Can you put the lines of the listing below, starting at the line that contains "query | lioness paw" and ending at the last line of the listing (both included), into a JSON list of strings with one string per line and any blank lines left out?
—————
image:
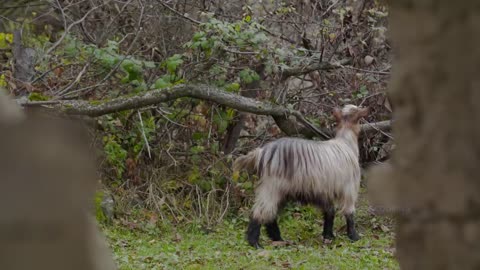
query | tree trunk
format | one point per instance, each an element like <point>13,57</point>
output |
<point>234,128</point>
<point>434,170</point>
<point>24,68</point>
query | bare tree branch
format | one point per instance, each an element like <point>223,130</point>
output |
<point>313,67</point>
<point>200,91</point>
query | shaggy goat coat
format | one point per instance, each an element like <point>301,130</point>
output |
<point>309,171</point>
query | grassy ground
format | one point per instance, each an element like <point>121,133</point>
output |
<point>189,247</point>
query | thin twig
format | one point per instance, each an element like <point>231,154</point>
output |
<point>67,30</point>
<point>144,135</point>
<point>365,70</point>
<point>178,13</point>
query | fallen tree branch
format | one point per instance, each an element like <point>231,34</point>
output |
<point>280,114</point>
<point>314,67</point>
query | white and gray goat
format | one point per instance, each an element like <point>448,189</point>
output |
<point>325,174</point>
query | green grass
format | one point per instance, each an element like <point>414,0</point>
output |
<point>189,247</point>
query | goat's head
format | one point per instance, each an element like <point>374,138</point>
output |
<point>349,116</point>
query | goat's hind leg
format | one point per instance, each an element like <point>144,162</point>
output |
<point>351,231</point>
<point>273,231</point>
<point>328,220</point>
<point>267,200</point>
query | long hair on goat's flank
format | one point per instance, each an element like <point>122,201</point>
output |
<point>325,173</point>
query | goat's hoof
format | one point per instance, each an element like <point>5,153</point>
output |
<point>280,243</point>
<point>354,237</point>
<point>256,245</point>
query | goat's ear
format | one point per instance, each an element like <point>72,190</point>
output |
<point>338,114</point>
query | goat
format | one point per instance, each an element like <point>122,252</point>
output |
<point>325,174</point>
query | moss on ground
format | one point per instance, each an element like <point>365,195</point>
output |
<point>162,246</point>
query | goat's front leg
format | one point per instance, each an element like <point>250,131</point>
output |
<point>328,219</point>
<point>351,231</point>
<point>253,233</point>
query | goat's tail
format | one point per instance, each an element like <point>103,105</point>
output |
<point>248,161</point>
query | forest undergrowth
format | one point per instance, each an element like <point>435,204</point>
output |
<point>142,241</point>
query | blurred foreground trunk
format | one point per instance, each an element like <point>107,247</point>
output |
<point>434,172</point>
<point>47,185</point>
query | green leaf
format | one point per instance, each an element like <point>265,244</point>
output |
<point>233,87</point>
<point>173,62</point>
<point>161,83</point>
<point>248,76</point>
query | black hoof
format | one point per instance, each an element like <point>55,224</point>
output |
<point>328,236</point>
<point>354,237</point>
<point>256,245</point>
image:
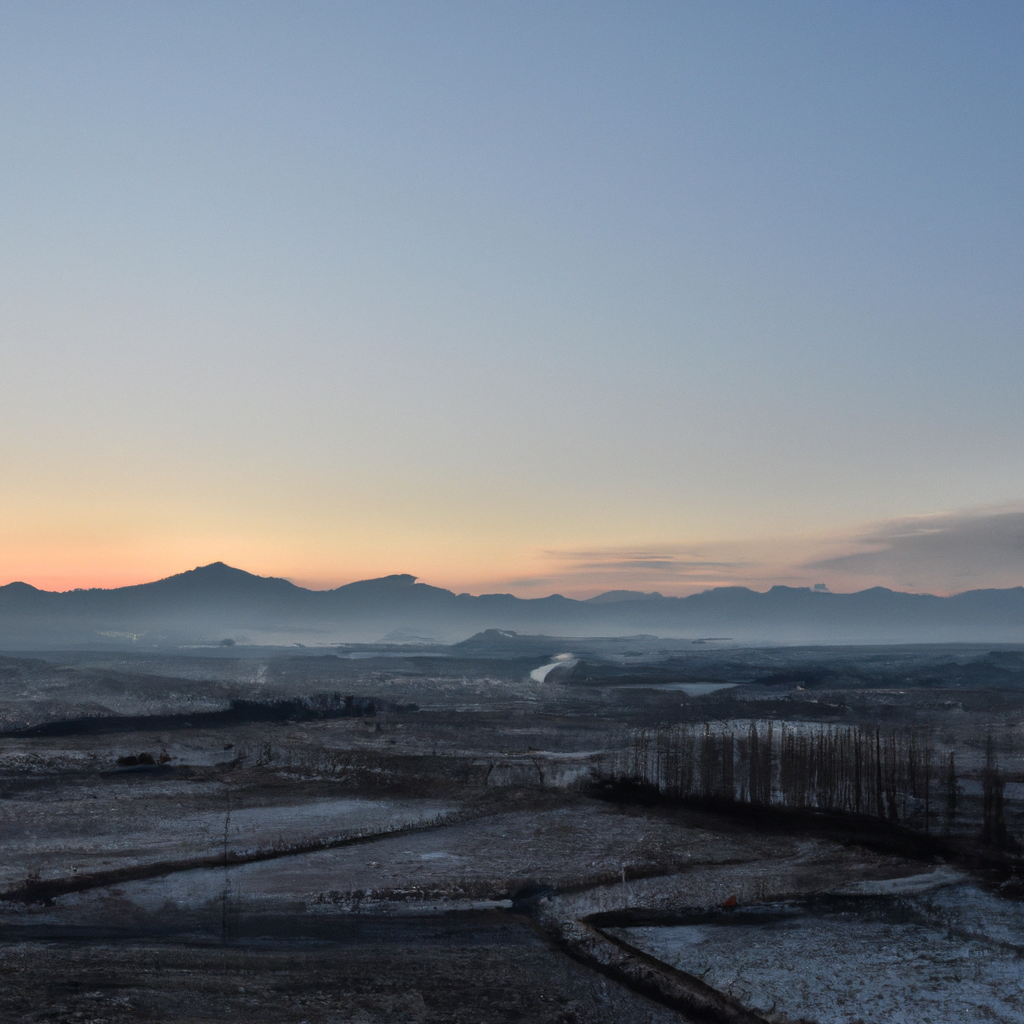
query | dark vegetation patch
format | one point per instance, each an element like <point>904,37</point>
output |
<point>240,712</point>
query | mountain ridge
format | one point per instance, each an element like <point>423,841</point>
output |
<point>218,598</point>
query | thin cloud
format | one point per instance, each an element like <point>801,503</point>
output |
<point>941,553</point>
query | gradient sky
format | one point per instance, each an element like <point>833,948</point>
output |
<point>513,296</point>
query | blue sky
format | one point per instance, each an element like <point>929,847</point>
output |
<point>481,291</point>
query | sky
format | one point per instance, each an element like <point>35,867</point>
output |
<point>523,297</point>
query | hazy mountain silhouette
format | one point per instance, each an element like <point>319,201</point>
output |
<point>217,601</point>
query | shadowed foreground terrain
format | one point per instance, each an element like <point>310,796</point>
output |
<point>513,828</point>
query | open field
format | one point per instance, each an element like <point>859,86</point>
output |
<point>388,834</point>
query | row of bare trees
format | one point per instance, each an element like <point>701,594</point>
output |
<point>900,775</point>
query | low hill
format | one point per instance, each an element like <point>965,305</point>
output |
<point>217,602</point>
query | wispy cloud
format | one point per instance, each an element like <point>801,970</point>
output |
<point>941,553</point>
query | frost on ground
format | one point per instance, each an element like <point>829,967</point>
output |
<point>928,960</point>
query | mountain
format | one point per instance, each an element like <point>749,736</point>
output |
<point>217,602</point>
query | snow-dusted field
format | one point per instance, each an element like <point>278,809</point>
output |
<point>953,954</point>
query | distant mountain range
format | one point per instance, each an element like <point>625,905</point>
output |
<point>216,603</point>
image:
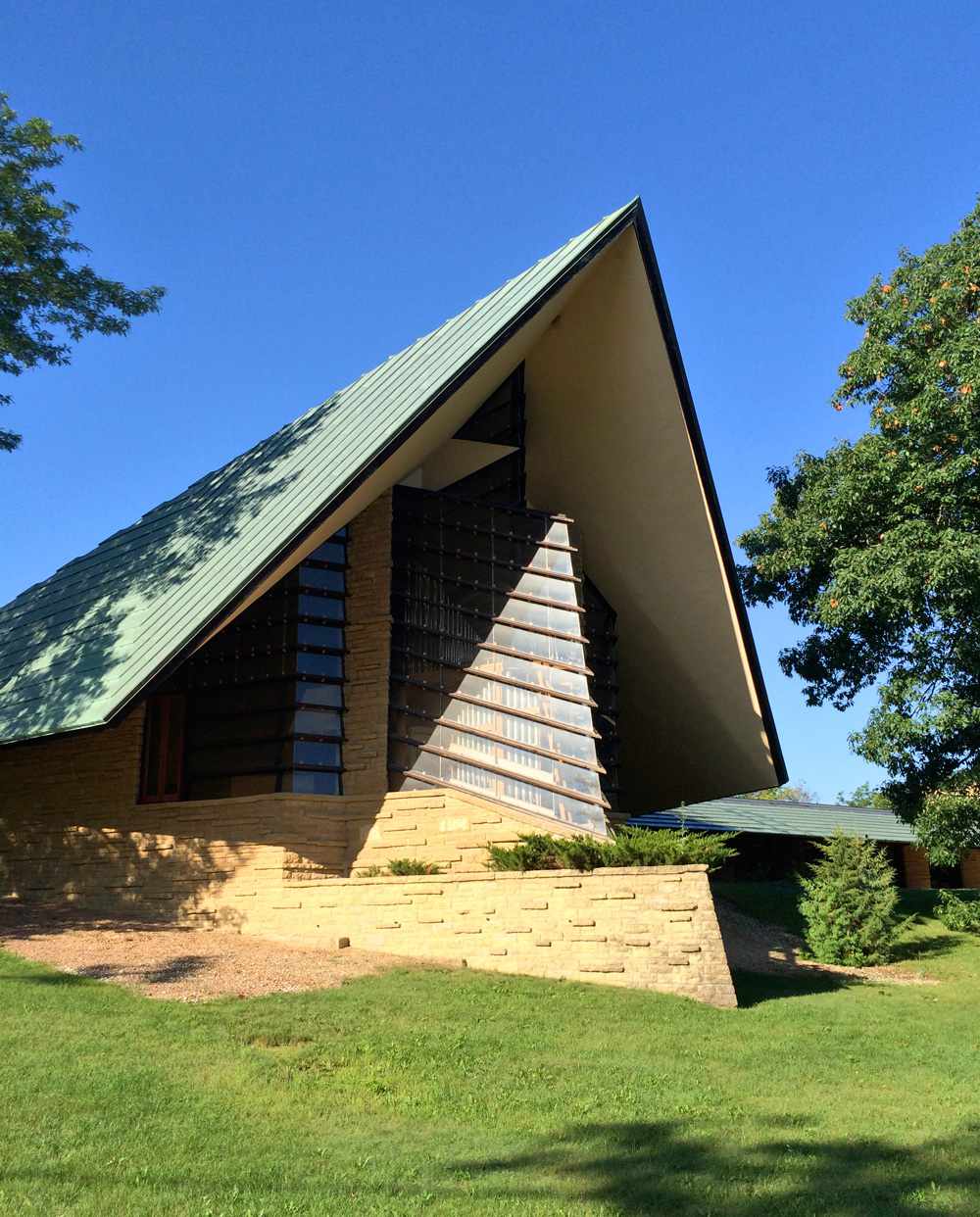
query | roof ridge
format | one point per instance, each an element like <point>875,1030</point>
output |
<point>75,648</point>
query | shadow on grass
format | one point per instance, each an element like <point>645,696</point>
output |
<point>933,947</point>
<point>754,989</point>
<point>663,1167</point>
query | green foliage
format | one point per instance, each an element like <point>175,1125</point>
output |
<point>783,795</point>
<point>865,796</point>
<point>949,821</point>
<point>48,301</point>
<point>533,852</point>
<point>958,914</point>
<point>628,848</point>
<point>413,866</point>
<point>850,903</point>
<point>874,548</point>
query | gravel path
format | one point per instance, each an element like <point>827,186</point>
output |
<point>196,965</point>
<point>187,965</point>
<point>755,946</point>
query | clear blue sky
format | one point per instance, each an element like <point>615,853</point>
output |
<point>319,184</point>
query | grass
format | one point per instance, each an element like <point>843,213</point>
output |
<point>466,1093</point>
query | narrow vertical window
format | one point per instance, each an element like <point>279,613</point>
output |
<point>162,777</point>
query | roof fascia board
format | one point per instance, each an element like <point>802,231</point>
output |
<point>708,483</point>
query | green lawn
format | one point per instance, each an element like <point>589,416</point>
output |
<point>466,1093</point>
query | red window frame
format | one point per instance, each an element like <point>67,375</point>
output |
<point>162,768</point>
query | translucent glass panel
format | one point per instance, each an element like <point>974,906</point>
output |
<point>526,733</point>
<point>266,697</point>
<point>488,670</point>
<point>448,772</point>
<point>494,755</point>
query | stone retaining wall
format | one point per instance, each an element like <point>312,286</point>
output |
<point>639,928</point>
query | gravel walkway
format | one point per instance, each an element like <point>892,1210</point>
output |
<point>186,965</point>
<point>755,946</point>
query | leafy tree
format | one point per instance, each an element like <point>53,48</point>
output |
<point>783,795</point>
<point>849,903</point>
<point>864,796</point>
<point>48,300</point>
<point>874,548</point>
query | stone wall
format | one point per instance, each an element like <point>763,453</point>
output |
<point>276,864</point>
<point>915,866</point>
<point>639,928</point>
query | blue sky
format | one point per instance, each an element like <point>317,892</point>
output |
<point>319,184</point>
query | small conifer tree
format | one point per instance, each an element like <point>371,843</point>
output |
<point>849,903</point>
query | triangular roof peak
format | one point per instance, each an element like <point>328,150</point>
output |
<point>76,649</point>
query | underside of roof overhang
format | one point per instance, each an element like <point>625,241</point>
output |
<point>612,441</point>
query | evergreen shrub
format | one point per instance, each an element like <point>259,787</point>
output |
<point>628,848</point>
<point>850,903</point>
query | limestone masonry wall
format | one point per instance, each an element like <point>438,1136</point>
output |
<point>638,928</point>
<point>275,865</point>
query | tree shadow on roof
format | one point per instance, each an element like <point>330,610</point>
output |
<point>74,645</point>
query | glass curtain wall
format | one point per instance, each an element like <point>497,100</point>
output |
<point>489,675</point>
<point>262,703</point>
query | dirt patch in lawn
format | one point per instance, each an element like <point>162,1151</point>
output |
<point>755,946</point>
<point>181,964</point>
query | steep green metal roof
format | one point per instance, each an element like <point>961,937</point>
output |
<point>78,647</point>
<point>782,819</point>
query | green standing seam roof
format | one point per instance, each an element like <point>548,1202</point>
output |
<point>76,648</point>
<point>782,819</point>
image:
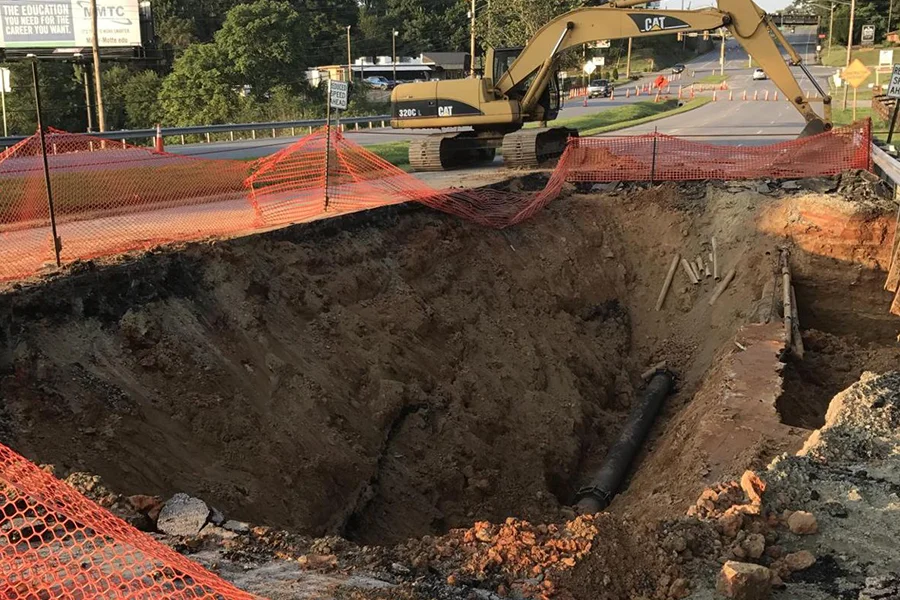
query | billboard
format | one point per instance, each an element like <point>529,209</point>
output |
<point>67,23</point>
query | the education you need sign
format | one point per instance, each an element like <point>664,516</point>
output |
<point>67,23</point>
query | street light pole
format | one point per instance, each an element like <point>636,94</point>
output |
<point>472,41</point>
<point>349,57</point>
<point>394,49</point>
<point>95,43</point>
<point>849,47</point>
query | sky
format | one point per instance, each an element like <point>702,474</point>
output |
<point>766,5</point>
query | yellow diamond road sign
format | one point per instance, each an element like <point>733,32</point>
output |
<point>856,73</point>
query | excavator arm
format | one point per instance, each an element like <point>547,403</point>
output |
<point>746,22</point>
<point>497,105</point>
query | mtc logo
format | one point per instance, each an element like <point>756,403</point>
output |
<point>654,23</point>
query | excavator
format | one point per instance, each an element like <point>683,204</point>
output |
<point>521,85</point>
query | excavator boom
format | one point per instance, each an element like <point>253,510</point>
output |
<point>497,105</point>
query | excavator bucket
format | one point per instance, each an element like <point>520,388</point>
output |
<point>815,127</point>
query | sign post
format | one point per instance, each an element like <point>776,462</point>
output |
<point>4,89</point>
<point>894,92</point>
<point>338,96</point>
<point>855,75</point>
<point>868,35</point>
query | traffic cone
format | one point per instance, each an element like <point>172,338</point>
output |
<point>159,143</point>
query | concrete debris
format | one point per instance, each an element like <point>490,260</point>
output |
<point>799,561</point>
<point>216,516</point>
<point>803,523</point>
<point>236,526</point>
<point>744,581</point>
<point>183,515</point>
<point>886,587</point>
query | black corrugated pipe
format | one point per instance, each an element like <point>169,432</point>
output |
<point>606,482</point>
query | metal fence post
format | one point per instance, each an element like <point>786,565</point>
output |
<point>37,103</point>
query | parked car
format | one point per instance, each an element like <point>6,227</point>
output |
<point>380,83</point>
<point>599,88</point>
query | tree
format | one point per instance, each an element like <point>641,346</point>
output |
<point>140,96</point>
<point>199,90</point>
<point>62,96</point>
<point>265,43</point>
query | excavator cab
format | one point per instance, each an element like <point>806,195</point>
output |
<point>550,100</point>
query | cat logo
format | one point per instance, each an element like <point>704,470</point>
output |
<point>647,23</point>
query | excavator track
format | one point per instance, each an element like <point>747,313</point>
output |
<point>530,147</point>
<point>444,151</point>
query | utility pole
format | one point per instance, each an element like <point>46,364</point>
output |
<point>87,97</point>
<point>98,84</point>
<point>831,28</point>
<point>394,49</point>
<point>849,47</point>
<point>722,54</point>
<point>349,57</point>
<point>472,41</point>
<point>628,61</point>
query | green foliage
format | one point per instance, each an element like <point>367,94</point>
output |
<point>264,44</point>
<point>199,90</point>
<point>62,96</point>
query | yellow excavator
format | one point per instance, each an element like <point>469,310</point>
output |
<point>520,85</point>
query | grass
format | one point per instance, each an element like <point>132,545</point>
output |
<point>630,115</point>
<point>396,153</point>
<point>713,79</point>
<point>621,117</point>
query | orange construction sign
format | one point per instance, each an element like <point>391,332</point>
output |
<point>856,73</point>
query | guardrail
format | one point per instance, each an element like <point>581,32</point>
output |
<point>209,130</point>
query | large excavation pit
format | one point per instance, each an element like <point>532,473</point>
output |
<point>399,373</point>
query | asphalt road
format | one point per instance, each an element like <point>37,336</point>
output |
<point>740,122</point>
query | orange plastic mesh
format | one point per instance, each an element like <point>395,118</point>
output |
<point>110,197</point>
<point>665,158</point>
<point>54,543</point>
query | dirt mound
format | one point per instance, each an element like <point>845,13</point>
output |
<point>400,374</point>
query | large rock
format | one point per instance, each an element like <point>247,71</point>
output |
<point>799,561</point>
<point>183,516</point>
<point>803,523</point>
<point>744,581</point>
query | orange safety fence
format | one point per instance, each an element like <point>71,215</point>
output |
<point>55,543</point>
<point>662,157</point>
<point>110,197</point>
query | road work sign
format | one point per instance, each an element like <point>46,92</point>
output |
<point>868,35</point>
<point>856,74</point>
<point>338,94</point>
<point>894,87</point>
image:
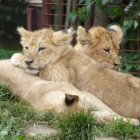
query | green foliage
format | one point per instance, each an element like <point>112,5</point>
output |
<point>78,126</point>
<point>12,14</point>
<point>14,116</point>
<point>126,16</point>
<point>130,62</point>
<point>122,130</point>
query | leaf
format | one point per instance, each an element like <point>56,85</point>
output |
<point>105,1</point>
<point>136,24</point>
<point>88,7</point>
<point>72,17</point>
<point>81,1</point>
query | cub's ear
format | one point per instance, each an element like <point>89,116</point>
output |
<point>82,35</point>
<point>62,38</point>
<point>117,33</point>
<point>71,99</point>
<point>23,32</point>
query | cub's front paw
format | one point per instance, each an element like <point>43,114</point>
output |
<point>17,59</point>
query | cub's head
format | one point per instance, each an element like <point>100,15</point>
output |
<point>42,47</point>
<point>100,44</point>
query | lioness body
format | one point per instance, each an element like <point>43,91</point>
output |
<point>51,96</point>
<point>119,91</point>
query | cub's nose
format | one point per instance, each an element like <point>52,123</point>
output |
<point>28,62</point>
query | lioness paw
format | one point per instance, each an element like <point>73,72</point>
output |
<point>17,59</point>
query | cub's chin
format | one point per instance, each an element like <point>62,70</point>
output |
—————
__Exercise answer__
[
  "query | lioness paw",
  "format | one point per instance, each an element like <point>73,72</point>",
  "output |",
  "<point>17,59</point>",
  "query | cub's chin",
  "format | one point per instance, each an element like <point>62,70</point>",
  "output |"
]